### TASK INPUTS ###

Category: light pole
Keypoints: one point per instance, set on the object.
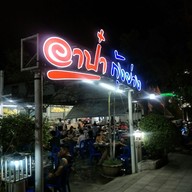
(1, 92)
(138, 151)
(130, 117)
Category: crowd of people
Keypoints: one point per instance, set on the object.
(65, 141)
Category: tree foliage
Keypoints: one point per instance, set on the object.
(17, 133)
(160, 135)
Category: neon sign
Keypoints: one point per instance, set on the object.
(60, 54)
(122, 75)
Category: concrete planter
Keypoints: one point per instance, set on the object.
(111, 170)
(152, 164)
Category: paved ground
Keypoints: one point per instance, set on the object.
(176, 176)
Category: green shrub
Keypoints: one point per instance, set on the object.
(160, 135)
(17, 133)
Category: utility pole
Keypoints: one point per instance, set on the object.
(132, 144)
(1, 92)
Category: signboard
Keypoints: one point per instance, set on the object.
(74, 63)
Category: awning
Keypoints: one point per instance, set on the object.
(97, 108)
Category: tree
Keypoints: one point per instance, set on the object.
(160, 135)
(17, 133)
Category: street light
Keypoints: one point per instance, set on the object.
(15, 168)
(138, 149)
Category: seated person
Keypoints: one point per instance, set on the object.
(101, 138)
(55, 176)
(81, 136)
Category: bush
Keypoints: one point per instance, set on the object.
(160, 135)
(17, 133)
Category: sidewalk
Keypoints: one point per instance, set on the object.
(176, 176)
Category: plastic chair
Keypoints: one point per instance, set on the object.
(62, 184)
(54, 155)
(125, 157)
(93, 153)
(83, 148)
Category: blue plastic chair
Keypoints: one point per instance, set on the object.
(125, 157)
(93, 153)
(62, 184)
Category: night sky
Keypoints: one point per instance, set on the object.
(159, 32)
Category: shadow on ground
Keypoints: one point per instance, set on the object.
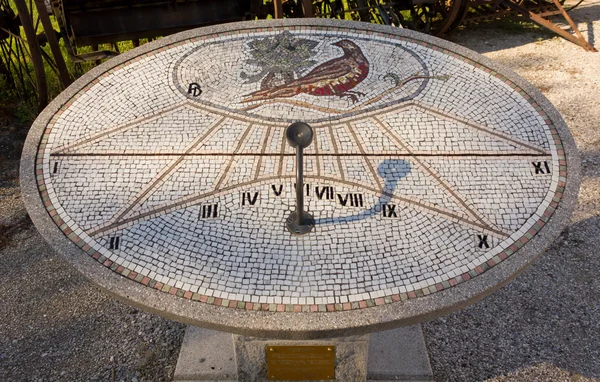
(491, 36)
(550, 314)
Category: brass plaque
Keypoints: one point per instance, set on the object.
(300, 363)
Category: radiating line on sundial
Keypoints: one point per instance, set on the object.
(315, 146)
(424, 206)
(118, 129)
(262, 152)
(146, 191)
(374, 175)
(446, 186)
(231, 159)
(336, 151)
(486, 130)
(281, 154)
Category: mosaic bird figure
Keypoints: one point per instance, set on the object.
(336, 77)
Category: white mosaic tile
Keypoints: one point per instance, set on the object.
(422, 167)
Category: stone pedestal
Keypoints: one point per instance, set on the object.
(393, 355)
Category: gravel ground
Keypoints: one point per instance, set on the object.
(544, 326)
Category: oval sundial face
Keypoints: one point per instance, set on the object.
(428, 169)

###
### TASK INPUTS ###

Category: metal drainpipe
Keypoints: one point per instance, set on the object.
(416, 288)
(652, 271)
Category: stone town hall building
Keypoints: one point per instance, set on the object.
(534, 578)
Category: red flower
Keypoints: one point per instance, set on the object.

###
### TASK INPUTS ###

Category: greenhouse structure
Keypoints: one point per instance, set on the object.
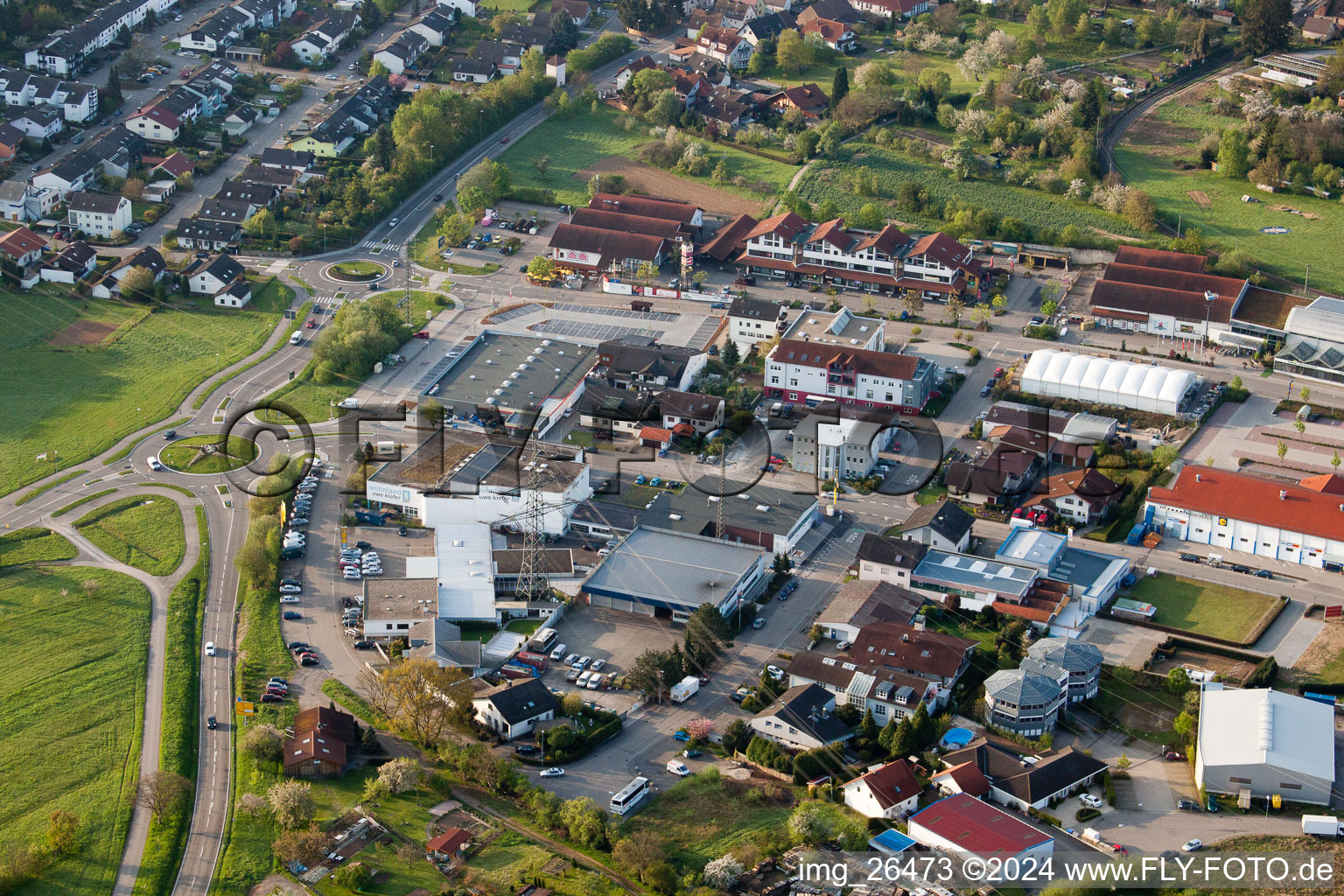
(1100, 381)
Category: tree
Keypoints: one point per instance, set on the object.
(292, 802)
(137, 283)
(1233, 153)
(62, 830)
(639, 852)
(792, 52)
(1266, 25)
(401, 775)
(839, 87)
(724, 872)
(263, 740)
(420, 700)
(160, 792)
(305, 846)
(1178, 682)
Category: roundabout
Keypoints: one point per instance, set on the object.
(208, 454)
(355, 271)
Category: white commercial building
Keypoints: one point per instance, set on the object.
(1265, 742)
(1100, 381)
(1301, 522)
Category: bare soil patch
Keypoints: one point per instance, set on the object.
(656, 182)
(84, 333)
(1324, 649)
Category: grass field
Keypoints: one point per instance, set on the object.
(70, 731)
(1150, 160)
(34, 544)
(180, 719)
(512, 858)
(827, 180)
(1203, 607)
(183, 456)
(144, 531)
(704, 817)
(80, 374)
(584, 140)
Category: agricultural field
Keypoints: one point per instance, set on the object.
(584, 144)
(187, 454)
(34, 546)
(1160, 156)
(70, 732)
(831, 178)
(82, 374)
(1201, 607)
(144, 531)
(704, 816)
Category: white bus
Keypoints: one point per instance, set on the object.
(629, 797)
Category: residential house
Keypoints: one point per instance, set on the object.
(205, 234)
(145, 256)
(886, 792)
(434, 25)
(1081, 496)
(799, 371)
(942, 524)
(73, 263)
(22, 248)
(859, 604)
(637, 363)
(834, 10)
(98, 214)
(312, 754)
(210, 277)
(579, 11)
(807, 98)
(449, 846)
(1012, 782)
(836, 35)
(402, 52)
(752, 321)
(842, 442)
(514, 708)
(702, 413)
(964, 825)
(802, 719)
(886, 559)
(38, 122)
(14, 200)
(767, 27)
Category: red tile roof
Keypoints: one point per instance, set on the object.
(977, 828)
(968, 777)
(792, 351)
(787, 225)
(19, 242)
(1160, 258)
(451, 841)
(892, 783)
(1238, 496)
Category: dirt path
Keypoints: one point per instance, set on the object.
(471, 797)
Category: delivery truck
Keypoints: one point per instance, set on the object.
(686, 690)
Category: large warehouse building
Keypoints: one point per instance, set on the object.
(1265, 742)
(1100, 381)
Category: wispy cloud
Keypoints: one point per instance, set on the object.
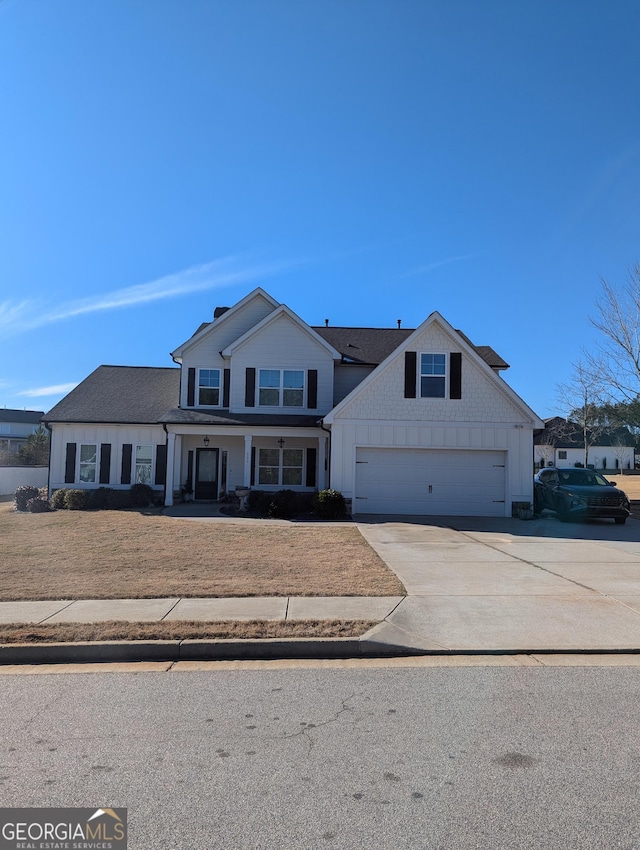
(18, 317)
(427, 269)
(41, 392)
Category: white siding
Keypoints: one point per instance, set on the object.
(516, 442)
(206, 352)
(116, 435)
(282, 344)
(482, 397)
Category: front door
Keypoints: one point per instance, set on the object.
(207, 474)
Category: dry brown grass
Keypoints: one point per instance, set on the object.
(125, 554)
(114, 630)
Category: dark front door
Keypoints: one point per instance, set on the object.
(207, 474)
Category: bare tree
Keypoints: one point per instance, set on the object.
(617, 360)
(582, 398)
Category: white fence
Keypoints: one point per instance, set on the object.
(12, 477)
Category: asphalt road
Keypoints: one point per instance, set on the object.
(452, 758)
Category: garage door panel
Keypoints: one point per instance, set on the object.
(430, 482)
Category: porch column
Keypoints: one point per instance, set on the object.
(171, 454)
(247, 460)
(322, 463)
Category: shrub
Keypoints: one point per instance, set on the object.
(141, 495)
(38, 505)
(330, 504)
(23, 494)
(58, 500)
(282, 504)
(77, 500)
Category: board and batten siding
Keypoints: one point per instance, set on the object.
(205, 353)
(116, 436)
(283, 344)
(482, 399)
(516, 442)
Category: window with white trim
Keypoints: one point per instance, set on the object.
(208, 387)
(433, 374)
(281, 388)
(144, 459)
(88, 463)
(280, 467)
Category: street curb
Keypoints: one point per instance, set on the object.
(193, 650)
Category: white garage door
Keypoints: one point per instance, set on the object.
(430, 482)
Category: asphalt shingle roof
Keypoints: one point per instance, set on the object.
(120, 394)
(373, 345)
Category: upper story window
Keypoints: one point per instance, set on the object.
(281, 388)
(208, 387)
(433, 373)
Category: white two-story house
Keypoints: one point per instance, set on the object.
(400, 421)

###

→ **WRITTEN TASK**: Please pull out every line above that contains the word "stone".

→ **EXERCISE RESPONSE**:
Category: stone pedestal
Category: stone town hall building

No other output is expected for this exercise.